━━━━━ EXTRACTED INFORMATION ━━━━━

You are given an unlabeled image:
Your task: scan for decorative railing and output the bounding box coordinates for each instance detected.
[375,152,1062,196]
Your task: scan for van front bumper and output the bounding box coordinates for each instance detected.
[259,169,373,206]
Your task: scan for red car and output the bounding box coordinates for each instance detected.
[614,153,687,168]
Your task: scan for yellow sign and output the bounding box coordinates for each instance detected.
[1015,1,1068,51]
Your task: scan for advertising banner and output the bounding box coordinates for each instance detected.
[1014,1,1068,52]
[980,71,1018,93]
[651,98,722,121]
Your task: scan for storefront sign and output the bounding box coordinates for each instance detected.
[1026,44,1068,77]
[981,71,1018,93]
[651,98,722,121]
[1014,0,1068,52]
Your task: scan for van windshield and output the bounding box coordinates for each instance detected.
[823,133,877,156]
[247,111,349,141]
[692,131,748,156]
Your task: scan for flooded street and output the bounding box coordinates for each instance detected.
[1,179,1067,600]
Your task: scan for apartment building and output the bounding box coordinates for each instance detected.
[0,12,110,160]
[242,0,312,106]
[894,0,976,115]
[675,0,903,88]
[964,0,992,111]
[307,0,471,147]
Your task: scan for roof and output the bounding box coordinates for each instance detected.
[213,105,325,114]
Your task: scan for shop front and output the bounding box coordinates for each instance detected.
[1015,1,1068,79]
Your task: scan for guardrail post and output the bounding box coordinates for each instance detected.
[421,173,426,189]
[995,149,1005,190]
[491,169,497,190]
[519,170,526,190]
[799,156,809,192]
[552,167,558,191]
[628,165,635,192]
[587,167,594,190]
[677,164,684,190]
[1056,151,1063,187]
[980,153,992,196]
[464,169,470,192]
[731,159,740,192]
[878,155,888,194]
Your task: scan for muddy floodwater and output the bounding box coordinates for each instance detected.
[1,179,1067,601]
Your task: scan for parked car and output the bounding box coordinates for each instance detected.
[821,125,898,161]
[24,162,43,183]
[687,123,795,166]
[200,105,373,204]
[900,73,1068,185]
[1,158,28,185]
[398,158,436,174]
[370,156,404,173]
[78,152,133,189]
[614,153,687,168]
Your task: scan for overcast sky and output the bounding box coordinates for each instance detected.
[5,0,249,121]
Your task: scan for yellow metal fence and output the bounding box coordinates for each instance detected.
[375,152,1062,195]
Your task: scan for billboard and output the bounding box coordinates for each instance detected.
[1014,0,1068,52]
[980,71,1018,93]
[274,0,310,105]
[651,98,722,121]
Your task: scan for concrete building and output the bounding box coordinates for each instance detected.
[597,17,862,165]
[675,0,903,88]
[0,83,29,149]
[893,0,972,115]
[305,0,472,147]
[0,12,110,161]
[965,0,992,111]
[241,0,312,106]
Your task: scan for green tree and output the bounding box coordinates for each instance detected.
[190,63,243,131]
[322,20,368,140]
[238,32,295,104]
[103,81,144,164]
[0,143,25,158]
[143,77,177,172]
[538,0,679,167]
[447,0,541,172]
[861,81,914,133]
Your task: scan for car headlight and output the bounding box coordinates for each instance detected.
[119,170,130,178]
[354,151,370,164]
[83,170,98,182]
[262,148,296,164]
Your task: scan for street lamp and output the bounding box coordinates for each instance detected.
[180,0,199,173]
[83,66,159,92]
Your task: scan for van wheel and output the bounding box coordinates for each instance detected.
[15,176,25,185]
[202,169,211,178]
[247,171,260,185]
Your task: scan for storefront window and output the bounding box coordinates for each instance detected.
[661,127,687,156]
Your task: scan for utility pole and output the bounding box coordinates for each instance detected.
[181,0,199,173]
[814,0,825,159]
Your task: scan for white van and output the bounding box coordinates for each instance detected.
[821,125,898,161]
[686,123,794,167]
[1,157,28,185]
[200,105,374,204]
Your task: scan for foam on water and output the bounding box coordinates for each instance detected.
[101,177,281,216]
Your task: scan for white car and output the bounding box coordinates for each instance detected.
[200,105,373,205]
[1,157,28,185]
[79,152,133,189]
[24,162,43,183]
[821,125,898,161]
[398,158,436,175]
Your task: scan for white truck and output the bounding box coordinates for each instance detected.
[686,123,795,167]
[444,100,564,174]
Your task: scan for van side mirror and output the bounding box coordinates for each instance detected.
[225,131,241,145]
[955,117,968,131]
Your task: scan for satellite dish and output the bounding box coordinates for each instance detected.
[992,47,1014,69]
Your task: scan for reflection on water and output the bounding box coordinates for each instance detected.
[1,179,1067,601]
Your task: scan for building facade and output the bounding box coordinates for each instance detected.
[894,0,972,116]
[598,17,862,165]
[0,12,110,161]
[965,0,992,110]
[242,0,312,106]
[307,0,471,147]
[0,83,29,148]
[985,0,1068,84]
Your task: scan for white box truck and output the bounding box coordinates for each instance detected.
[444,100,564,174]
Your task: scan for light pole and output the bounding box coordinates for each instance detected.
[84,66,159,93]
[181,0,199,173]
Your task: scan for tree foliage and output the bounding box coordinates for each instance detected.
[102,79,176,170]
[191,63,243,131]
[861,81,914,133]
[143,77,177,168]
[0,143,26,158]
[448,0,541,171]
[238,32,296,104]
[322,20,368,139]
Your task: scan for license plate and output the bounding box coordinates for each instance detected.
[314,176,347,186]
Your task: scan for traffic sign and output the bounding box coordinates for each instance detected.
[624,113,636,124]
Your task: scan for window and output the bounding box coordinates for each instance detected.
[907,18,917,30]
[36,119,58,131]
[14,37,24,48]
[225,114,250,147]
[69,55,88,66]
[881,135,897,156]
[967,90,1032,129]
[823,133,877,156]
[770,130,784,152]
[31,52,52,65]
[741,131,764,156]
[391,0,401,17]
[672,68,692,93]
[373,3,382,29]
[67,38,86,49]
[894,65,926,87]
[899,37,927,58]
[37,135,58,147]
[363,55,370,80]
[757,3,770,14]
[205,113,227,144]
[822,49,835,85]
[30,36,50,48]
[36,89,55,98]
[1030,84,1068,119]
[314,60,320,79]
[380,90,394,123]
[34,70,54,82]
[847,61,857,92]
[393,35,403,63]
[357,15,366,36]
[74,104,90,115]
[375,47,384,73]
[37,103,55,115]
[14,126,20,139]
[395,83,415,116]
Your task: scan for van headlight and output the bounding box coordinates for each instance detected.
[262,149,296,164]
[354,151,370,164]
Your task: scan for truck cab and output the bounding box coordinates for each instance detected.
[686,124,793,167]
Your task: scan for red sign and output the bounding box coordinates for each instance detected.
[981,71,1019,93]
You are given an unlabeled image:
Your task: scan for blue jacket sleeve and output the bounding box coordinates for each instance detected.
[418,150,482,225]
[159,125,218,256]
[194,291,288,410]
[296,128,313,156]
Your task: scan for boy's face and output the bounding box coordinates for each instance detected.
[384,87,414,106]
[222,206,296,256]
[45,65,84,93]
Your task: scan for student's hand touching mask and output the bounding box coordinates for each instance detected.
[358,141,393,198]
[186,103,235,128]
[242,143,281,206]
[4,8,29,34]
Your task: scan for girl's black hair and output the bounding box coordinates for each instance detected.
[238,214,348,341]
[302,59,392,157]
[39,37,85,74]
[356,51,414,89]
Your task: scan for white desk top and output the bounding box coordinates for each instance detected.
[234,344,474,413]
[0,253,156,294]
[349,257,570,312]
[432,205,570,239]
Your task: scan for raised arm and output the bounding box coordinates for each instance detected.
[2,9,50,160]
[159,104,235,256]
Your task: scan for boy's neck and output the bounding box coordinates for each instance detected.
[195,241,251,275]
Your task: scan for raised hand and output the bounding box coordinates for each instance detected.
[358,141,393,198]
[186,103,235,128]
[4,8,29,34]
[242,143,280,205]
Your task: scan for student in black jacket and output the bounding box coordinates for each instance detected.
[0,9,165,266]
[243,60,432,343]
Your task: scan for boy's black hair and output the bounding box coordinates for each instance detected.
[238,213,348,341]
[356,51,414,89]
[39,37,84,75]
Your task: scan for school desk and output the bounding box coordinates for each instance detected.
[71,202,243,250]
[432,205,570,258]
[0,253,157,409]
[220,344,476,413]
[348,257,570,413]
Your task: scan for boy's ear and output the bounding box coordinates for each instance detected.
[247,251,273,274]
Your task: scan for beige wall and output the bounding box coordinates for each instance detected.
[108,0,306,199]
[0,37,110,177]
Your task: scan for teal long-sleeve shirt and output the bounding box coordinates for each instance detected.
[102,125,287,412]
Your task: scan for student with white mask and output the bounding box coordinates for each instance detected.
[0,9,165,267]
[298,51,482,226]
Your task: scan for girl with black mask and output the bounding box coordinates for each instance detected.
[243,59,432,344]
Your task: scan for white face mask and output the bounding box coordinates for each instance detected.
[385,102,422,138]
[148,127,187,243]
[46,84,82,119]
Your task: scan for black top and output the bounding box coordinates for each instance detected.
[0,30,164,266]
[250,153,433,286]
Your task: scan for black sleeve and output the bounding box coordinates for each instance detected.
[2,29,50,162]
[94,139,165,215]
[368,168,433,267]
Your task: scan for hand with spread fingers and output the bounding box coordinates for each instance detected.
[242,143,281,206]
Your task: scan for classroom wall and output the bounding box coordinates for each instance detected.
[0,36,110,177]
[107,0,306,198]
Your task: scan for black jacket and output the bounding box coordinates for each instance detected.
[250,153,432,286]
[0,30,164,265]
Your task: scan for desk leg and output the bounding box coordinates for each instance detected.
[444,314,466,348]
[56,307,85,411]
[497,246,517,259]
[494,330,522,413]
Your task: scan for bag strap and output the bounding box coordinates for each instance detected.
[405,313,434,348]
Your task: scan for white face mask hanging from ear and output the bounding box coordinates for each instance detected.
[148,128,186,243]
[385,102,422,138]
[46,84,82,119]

━━━━━

PROMPT
Reproduce the lines of the entries above exactly, but only from the line containing "Your task: scan for classroom" through the final line.

ANSWER FOR THIS EXERCISE
Your task: scan for classroom wall and output the bounding box coordinates for each instance detected.
[0,36,110,177]
[107,0,306,198]
Your task: scan for black jacket and output the bounding box coordinates for each instance detected.
[250,153,432,286]
[0,30,164,265]
Your task: scan for desk leg and output the bounding box coordinates for each instance detected.
[444,314,466,348]
[56,307,85,411]
[497,246,517,259]
[494,330,522,413]
Your task: scan for bag strap and output the bounding box coordinates for each instance detected.
[405,313,434,348]
Your task: scan for white face mask hanging from ear and output the bounding box coordinates for each instance detected.
[148,128,186,243]
[385,102,422,138]
[46,84,82,119]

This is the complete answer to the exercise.